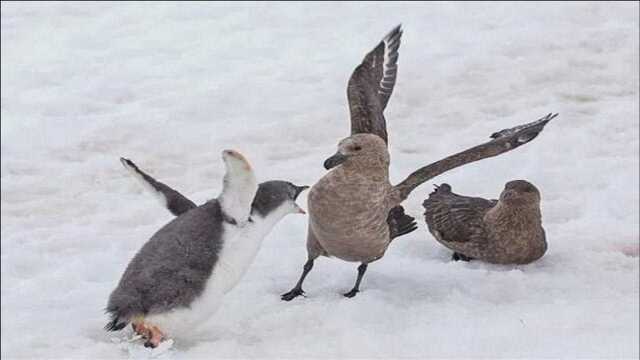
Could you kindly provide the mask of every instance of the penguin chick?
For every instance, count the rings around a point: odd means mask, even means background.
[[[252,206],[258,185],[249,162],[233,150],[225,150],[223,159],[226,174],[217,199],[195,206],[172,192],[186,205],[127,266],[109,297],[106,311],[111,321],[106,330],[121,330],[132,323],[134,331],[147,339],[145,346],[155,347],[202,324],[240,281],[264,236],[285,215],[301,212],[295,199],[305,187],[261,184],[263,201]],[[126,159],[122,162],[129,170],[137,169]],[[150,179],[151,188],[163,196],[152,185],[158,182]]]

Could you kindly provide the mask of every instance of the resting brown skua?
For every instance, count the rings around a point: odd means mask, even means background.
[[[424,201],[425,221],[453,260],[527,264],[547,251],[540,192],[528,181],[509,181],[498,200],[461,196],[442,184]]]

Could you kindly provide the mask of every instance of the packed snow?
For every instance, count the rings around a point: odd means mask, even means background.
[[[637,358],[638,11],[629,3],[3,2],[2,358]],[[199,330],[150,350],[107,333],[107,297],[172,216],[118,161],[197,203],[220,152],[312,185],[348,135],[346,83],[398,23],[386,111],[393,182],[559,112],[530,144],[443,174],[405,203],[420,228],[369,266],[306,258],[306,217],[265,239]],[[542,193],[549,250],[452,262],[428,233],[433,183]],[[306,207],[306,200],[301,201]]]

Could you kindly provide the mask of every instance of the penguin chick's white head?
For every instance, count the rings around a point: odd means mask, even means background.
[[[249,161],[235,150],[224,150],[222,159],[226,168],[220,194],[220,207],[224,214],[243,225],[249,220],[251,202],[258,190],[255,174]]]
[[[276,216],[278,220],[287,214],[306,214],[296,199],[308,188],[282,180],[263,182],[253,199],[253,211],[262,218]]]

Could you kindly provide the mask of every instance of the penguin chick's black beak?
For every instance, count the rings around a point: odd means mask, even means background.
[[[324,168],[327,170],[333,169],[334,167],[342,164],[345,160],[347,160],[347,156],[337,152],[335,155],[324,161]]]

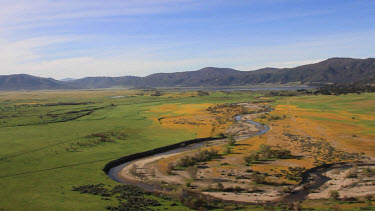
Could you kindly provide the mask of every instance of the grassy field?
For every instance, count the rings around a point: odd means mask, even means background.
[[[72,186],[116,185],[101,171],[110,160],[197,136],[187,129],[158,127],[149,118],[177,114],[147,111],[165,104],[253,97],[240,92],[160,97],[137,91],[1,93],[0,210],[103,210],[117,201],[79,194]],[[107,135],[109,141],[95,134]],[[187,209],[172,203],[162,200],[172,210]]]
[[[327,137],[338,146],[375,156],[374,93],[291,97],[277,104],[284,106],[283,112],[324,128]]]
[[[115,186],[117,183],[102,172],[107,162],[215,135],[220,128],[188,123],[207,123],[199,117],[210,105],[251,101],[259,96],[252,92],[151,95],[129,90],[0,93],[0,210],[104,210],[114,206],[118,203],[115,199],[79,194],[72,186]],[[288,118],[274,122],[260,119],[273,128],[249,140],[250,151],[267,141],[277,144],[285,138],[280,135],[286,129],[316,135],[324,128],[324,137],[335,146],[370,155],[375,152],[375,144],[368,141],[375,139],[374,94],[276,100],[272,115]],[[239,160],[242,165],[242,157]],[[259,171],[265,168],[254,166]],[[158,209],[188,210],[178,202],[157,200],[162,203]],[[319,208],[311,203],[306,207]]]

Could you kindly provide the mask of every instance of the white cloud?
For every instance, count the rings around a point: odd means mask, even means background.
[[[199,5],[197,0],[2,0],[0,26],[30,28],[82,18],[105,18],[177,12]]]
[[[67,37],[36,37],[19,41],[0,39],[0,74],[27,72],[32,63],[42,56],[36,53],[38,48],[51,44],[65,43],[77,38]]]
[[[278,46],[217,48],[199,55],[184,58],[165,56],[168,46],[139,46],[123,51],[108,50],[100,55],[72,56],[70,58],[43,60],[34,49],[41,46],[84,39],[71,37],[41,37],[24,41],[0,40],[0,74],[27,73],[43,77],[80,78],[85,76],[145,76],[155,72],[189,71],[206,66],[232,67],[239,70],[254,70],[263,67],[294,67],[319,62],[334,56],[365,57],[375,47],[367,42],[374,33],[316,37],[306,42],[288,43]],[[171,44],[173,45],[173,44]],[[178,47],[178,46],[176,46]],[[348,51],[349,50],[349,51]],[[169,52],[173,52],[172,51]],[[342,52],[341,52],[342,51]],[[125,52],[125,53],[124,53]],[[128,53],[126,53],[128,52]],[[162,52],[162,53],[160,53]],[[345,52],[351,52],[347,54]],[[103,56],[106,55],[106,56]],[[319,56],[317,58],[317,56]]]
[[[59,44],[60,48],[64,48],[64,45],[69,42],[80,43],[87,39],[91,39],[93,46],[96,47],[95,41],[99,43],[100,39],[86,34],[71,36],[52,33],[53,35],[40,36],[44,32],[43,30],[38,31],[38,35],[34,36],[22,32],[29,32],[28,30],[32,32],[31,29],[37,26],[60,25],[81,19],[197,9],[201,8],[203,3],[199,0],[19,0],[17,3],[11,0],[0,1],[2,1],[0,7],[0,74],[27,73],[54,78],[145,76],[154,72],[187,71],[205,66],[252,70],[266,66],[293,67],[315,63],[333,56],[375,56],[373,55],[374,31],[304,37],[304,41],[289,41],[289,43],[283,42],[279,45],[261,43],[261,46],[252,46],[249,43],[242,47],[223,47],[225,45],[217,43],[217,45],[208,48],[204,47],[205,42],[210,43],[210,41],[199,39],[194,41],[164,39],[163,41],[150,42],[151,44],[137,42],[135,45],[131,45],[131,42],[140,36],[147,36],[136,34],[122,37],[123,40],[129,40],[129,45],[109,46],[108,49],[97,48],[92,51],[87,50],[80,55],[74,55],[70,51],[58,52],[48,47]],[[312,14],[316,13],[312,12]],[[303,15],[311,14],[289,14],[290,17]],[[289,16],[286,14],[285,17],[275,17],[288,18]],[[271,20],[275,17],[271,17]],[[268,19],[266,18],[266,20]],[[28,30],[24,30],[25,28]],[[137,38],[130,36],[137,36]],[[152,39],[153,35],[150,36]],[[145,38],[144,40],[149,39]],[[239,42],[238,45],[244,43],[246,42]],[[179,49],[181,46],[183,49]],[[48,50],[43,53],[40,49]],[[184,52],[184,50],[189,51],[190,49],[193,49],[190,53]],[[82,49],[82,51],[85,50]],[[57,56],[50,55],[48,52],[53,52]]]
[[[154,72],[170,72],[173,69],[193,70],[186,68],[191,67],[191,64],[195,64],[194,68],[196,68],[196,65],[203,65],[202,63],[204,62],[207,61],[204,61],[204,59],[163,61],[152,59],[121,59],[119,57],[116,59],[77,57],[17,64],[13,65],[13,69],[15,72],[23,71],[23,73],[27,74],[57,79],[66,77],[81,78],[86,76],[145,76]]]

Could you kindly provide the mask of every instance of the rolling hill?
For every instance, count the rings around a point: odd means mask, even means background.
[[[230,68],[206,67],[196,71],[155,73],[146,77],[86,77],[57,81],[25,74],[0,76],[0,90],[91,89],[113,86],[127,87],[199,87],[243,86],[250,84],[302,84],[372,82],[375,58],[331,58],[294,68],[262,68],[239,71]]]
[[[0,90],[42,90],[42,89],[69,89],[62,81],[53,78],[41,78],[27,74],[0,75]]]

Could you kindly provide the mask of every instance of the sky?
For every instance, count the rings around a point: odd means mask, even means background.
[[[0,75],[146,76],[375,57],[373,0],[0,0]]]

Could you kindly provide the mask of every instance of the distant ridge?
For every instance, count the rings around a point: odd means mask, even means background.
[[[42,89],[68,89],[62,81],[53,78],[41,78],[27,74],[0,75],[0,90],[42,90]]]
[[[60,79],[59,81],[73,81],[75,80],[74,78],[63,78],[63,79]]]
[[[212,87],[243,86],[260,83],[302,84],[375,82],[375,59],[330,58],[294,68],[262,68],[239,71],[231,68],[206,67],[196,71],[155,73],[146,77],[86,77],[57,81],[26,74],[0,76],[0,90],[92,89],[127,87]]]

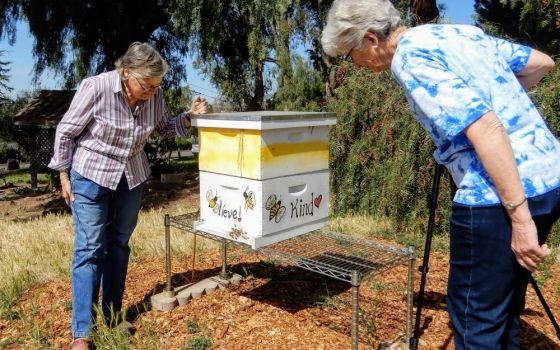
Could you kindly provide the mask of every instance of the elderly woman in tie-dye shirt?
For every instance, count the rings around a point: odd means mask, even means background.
........
> The task
Output, from the data above, the lines from the line with "the rolling hill?" to the line with "the distant ridge?" exactly as they stand, both ends included and nothing else.

> Exercise result
Could you kindly provide the mask of every instance of the rolling hill?
For every instance, count the rings around a point: odd means mask, even means background.
[[[230,68],[206,67],[196,71],[155,73],[146,77],[86,77],[57,81],[25,74],[0,76],[0,90],[91,89],[113,86],[127,87],[199,87],[243,86],[250,84],[302,84],[372,82],[375,58],[331,58],[294,68],[262,68],[239,71]]]
[[[0,90],[42,90],[42,89],[69,89],[62,81],[53,78],[41,78],[27,74],[0,75]]]

Could you kindly provide the mask of every instance of the sky?
For every instance, count the rings around a point: odd means mask, even means background.
[[[0,75],[146,76],[375,57],[373,0],[0,0]]]

Could you kindly provide the mask of every instance of the distant ridge?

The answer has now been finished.